__EXCERPT TO READ__.
_ _ _ _ _ _ _
Amy Proffitt

Doctors cannot be neutral on assisted dying

The Royal College of Physicians will soon begin yet another consultation with its members on the subject of ‘assisted dying’. The college is opposed to legalisation, but a minority are unhappy with this. They know there is no chance of persuading a majority to support such practices. So they are pressing for the college to declare itself neutral. Whether the law should be changed, they say, is a matter for society rather than for the medical profession.

In one sense they are right. Whether the law should be changed to permit people to be supplied with lethal drugs to take their own lives is a social rather than a medical matter. Official reports from Oregon in the United States, where assisted dying is legal, show that the main reasons why terminally ill people seek lethal drugs are often personal or social rather than clinical. They include not being able to enjoy life as before, wanting to decide the time of their death and – more worryingly – feeling that they are a burden on others. 

But the question surely arises: in that case, why should assisted suicide (which is what ‘assisted dying’ is in law) be doctor-assisted suicide? The question is all the more pertinent as the majority of British doctors, and particularly those of us who specialise in treating terminally ill patients, are opposed to such legislation. Even some who say they would support a change in the law want such practices to be outside medicine.

Yes, doctors have skills needed to diagnose terminal illness and to offer a prognosis – though the latter is often little more than guesswork. But the main criteria activists who want a change in the law propose – for example, that there should be no pressure in the background or that a request for lethal drugs should stem from a long-settled wish – are beyond the knowledge of most doctors.
_ _ _ _ _ _ _
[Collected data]
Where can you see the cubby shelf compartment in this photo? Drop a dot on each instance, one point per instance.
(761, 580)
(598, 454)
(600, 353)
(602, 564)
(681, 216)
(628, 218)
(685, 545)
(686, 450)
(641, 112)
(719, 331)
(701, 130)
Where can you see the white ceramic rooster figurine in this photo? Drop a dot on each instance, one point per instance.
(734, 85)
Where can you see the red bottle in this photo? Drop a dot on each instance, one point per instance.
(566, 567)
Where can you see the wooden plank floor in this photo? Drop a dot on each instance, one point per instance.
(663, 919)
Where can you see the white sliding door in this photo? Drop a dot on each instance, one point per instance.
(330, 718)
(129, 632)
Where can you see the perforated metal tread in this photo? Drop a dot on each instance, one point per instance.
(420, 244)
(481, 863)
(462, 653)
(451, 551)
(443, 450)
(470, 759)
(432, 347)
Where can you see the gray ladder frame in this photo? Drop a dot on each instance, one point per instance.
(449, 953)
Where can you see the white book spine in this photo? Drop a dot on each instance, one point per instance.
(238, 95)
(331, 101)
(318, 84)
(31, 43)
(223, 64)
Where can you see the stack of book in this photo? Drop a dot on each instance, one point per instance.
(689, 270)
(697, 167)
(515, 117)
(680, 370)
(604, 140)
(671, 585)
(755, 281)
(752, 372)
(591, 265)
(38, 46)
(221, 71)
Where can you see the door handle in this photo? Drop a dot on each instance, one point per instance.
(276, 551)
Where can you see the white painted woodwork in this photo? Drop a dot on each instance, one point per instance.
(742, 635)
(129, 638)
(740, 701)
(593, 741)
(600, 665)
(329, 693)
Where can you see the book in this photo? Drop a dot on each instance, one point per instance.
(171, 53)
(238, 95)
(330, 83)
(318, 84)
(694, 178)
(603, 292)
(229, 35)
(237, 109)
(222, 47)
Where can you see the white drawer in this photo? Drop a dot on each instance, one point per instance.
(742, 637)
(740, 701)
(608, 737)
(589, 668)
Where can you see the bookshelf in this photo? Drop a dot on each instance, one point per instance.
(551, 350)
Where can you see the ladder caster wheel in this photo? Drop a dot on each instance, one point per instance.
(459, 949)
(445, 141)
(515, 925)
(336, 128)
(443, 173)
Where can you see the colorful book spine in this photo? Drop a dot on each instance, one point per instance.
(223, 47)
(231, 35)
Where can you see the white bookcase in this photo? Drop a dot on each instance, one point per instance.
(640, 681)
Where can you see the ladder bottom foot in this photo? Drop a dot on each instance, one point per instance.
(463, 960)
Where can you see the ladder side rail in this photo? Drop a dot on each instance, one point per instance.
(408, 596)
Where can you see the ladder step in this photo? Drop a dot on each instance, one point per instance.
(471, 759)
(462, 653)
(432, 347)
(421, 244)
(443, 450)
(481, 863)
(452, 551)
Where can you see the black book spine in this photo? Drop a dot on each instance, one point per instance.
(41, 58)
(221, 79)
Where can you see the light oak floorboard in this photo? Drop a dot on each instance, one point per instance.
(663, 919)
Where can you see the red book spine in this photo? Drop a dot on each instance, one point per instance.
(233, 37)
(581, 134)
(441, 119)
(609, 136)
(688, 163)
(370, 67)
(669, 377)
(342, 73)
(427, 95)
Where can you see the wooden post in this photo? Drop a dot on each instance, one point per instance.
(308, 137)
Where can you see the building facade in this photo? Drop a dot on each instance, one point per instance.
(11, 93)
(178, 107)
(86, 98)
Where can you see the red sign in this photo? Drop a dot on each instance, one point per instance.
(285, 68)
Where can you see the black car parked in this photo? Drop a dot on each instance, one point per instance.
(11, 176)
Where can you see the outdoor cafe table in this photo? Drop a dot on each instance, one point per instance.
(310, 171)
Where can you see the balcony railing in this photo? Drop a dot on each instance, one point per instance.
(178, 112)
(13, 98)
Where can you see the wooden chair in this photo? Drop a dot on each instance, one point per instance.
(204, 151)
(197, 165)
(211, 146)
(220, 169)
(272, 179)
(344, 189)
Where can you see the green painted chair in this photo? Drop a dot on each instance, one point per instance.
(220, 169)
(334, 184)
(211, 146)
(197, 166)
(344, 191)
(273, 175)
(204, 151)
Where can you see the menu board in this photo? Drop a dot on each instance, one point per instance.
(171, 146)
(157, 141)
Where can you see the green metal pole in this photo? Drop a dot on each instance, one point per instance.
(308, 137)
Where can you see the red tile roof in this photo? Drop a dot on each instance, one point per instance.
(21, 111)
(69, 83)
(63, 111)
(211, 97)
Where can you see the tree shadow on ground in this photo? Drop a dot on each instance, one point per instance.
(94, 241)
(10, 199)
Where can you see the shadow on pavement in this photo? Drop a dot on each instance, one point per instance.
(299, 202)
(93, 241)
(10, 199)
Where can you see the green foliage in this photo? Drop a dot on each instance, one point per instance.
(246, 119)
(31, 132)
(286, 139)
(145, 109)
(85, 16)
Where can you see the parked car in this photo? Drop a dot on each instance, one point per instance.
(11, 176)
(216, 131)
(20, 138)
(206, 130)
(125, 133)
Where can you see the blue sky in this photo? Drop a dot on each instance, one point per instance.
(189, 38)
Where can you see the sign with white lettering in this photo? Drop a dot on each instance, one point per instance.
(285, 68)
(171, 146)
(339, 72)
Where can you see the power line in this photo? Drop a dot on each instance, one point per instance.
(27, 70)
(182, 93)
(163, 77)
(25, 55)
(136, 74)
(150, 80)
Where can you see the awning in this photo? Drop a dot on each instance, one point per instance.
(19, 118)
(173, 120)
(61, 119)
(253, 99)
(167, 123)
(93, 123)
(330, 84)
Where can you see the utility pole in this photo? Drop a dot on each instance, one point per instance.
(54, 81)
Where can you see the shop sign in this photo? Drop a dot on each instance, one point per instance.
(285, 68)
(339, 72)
_ _ _ _ _ _ _
__EXERCISE__. In the article on doctors and assisted dying, what stance does the unhappy minority want the Royal College of Physicians to declare?

__EXERCISE SOLUTION__. They want the college to declare itself neutral.